▶ **What is needed**: Starting from the line containing "of the colorful", write out the rest of the entries exactly, through the final line, including nothing else.

— Start of Material for this exercise —

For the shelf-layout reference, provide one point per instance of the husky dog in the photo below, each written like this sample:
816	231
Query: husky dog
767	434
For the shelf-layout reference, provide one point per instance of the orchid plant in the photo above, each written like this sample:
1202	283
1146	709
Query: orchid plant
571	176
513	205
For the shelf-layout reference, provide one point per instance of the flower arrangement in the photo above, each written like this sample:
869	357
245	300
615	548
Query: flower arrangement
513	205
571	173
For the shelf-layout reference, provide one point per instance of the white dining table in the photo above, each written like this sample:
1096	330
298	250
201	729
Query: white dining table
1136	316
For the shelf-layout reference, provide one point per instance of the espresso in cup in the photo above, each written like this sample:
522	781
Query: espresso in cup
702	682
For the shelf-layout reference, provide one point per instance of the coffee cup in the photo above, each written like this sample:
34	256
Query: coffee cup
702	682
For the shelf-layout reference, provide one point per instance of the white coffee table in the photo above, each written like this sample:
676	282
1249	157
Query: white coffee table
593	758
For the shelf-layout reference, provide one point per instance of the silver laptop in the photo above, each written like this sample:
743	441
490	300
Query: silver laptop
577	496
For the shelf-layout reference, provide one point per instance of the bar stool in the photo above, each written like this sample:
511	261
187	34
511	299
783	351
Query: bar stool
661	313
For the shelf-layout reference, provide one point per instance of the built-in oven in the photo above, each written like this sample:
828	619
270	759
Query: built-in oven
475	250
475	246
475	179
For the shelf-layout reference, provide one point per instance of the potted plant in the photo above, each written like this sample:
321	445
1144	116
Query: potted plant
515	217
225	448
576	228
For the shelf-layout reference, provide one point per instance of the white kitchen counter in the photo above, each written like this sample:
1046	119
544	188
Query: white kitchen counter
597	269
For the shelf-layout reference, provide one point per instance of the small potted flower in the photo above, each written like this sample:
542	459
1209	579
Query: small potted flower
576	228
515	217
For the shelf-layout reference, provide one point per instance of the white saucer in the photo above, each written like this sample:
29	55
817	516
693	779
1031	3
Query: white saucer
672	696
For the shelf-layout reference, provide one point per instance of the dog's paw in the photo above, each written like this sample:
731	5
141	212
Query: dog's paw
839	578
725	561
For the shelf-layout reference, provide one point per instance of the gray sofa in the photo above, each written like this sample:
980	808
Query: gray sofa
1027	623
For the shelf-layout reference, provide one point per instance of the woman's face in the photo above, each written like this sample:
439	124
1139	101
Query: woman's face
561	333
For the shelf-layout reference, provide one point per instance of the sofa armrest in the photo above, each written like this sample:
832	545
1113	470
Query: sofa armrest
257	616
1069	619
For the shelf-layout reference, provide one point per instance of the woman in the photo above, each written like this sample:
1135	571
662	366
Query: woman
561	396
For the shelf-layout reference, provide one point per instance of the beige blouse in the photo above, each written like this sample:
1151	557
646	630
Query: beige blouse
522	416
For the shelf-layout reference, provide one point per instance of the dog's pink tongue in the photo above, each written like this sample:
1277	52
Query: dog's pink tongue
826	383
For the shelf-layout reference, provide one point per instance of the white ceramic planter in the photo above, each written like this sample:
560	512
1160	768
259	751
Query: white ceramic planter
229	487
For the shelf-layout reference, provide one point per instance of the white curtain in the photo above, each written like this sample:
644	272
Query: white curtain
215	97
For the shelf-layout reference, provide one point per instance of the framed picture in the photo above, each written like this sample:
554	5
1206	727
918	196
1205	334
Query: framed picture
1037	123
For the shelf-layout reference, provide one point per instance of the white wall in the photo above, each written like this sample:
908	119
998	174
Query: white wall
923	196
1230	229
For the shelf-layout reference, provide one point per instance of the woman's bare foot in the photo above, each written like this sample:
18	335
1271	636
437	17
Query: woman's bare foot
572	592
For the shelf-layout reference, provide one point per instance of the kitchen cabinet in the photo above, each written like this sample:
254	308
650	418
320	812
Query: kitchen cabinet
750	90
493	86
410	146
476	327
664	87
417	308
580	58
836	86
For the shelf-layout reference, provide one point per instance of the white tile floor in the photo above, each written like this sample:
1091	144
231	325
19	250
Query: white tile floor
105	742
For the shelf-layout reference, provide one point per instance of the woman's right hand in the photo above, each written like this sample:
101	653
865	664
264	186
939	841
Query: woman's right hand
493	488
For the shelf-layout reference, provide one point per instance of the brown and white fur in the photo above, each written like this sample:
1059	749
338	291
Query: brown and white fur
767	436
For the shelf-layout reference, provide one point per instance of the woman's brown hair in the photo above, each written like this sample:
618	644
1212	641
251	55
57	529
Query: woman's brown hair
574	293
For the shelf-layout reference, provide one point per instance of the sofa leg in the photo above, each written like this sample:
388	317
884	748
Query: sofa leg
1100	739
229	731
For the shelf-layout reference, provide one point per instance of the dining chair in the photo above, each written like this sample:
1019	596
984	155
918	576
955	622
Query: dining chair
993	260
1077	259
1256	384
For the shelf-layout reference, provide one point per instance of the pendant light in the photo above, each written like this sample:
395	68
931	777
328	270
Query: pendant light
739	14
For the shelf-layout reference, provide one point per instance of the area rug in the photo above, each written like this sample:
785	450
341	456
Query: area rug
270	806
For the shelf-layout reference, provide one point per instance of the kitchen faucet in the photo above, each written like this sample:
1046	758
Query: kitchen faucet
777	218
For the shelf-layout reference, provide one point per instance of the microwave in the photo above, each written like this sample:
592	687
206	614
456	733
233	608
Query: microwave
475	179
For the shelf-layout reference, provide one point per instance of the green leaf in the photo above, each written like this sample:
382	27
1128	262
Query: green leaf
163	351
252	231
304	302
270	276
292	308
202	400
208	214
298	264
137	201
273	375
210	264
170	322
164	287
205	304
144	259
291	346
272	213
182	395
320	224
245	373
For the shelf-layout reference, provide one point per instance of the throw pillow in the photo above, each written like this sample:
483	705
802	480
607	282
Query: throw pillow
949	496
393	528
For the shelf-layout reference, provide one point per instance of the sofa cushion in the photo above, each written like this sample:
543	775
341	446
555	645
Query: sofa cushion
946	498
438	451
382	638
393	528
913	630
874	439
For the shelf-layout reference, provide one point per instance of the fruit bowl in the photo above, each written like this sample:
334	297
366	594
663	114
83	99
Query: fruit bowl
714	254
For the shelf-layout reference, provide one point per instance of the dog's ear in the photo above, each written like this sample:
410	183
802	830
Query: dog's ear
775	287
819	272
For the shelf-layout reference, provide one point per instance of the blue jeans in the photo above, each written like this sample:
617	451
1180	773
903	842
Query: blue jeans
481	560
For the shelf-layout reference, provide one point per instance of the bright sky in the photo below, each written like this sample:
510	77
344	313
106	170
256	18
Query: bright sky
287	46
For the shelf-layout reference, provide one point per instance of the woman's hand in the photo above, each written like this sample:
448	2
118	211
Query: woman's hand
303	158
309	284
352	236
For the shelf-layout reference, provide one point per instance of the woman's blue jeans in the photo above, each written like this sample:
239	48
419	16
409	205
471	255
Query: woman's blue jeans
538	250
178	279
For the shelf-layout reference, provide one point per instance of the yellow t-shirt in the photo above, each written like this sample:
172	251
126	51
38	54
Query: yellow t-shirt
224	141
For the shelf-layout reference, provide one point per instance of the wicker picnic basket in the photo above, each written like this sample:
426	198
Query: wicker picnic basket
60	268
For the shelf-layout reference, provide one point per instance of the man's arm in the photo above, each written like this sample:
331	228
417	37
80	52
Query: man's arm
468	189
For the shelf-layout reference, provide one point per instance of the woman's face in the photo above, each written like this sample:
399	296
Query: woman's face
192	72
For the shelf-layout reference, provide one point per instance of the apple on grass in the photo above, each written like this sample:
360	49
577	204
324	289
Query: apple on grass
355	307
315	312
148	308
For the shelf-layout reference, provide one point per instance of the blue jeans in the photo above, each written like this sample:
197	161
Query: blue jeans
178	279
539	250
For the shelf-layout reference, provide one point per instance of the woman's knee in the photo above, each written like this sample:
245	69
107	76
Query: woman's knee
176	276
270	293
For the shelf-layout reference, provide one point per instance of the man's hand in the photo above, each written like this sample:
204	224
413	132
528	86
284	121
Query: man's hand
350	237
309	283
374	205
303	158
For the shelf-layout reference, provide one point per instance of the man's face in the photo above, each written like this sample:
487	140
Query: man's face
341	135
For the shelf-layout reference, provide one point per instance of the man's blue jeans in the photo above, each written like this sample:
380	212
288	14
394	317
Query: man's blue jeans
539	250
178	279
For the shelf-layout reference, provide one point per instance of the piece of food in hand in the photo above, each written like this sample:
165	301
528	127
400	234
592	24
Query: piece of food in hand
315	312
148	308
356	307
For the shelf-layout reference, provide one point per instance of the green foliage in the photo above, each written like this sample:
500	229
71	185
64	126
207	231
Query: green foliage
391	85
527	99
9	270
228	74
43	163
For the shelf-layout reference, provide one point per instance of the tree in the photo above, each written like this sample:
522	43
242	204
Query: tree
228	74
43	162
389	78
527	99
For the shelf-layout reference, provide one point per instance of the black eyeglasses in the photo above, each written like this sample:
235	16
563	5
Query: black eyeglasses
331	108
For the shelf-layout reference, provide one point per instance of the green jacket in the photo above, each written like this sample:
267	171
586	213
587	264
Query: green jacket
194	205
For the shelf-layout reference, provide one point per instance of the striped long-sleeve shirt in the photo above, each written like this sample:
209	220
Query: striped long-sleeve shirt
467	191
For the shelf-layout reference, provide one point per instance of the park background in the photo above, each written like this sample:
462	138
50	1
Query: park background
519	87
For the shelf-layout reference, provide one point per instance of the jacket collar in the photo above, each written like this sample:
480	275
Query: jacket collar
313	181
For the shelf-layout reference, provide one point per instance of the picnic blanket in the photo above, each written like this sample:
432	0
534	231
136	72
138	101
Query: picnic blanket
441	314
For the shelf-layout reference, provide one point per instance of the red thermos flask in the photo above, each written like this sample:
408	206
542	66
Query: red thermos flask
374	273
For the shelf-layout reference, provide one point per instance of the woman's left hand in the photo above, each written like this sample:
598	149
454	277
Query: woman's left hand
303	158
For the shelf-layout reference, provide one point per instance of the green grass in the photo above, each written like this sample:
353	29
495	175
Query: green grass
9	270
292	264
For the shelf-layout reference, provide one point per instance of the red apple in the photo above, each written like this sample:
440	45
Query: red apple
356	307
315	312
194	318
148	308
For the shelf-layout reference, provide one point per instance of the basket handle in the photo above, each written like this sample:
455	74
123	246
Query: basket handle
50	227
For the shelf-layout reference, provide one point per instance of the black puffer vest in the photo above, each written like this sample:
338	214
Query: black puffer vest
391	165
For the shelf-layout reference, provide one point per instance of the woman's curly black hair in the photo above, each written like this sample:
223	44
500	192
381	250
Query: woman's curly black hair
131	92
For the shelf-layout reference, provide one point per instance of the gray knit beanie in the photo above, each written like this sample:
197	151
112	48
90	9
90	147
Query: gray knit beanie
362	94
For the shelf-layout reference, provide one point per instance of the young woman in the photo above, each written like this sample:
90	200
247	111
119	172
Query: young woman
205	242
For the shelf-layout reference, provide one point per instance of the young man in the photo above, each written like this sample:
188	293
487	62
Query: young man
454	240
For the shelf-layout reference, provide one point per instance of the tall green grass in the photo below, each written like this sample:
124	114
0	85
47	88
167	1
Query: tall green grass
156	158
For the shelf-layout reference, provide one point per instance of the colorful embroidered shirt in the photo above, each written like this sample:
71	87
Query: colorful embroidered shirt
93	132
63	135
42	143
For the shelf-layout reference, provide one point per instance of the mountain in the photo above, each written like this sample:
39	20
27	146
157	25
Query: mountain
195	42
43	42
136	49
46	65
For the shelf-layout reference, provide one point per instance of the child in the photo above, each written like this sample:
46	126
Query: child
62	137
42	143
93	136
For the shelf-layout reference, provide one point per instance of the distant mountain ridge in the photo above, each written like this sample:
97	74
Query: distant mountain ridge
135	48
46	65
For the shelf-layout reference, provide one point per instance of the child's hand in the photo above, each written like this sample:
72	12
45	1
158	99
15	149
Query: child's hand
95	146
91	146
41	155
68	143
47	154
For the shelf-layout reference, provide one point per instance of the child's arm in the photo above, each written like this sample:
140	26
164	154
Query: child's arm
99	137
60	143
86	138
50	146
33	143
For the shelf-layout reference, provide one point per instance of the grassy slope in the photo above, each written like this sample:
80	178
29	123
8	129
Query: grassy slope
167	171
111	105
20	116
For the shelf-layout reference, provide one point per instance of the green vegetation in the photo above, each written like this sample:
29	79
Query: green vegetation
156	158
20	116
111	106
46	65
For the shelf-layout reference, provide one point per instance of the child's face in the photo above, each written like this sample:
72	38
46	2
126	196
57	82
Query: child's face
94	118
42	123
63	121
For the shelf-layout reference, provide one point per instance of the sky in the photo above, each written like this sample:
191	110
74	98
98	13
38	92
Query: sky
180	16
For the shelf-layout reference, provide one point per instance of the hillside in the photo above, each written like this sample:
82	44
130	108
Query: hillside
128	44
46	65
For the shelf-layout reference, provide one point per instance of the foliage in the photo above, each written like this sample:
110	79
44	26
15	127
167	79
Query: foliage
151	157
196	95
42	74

— End of Material for this exercise —

▶ **Final result**:
For the shelf-layout reference, provide one point per instance of the colorful embroidered shirt in the photo above, each written like this sample:
71	87
Query: colorful embroidered shirt
93	132
63	135
42	143
For the shelf-layout reference, provide one point per instance of the mountain in the photo above, each written like this sample:
39	20
27	146
157	25
Query: mountain
195	42
43	42
136	49
46	65
For the shelf-layout reference, provide one point per instance of the child in the photo above, each written like this sample:
46	126
Query: child
62	137
42	143
93	136
For the shelf-layout reference, provide one point per instance of the distant mountain ridge in the photo above, each written like this sample:
97	74
Query: distant mountain ridge
135	48
46	65
For the shelf-layout reference, provide one point per instance of the child's hand in the photo above, each written like this sample:
72	12
45	1
158	99
15	149
Query: child's hand
95	146
91	146
41	155
68	143
47	154
For the shelf-layout reference, provide one point per instance of the child's arm in the photo above, each written like this sample:
140	26
164	154
Query: child's arm
99	137
60	143
86	138
50	146
33	143
For the shelf-layout reference, provide one point per instance of the grassy slope in the photo above, each written like this sample:
80	178
29	123
8	129
Query: grassy slope
167	171
111	105
20	116
For the shelf-layout reference, provide one point per instance of the green vegetation in the photo above, each written like this sample:
29	79
Query: green vegetation
156	158
20	116
111	106
46	65
For the shelf-layout reference, provide one point per instance of the child's face in the photo above, each written like this sample:
72	38
46	2
126	196
57	82
Query: child's face
94	118
42	123
63	121
For the shelf-layout reference, provide one point per instance of the sky in the photo above, each written like this sample:
191	110
74	98
98	13
38	92
Query: sky
180	16
For the shelf-layout reference, provide one point per instance of the hillside in the photo above, each written like this sample:
82	44
130	108
Query: hillside
128	44
46	65
For the shelf-layout reference, provide one point per instance of the foliage in the photo above, each written like this sample:
110	79
44	26
15	127
167	79
Query: foliage
151	157
196	95
42	74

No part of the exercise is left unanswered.